■ **Data records**:
»»
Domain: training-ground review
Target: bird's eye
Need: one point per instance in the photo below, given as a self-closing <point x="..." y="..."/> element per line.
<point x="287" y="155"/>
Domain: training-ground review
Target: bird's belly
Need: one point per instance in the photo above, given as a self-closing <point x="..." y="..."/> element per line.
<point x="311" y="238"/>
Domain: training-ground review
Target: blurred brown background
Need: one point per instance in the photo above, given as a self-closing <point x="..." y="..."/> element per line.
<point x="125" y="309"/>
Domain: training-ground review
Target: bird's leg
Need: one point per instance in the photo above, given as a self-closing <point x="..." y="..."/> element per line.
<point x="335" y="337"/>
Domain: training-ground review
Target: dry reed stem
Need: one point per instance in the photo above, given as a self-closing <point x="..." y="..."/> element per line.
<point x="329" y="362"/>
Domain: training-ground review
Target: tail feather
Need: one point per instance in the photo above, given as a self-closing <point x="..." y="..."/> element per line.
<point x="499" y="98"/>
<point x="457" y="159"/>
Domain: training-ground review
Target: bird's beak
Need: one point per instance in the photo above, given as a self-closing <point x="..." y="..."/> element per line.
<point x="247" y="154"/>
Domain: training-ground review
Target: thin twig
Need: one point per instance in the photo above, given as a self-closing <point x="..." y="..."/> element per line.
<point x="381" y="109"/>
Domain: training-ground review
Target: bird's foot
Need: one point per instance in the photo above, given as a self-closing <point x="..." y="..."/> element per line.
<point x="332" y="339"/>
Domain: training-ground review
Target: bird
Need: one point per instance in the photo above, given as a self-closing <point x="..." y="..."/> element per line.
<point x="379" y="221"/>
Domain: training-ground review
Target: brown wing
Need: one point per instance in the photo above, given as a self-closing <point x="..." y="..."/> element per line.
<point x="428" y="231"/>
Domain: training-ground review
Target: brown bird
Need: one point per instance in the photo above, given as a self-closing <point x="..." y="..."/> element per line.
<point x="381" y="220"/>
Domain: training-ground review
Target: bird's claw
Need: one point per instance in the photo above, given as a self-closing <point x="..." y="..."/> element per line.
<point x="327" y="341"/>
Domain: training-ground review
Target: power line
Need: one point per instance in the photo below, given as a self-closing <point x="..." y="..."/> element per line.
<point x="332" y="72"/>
««
Which lines in the records above contain the string "brown"? Copy each one.

■ **Answer to this task**:
Target: blurred brown background
Target: brown wing
Target: brown bird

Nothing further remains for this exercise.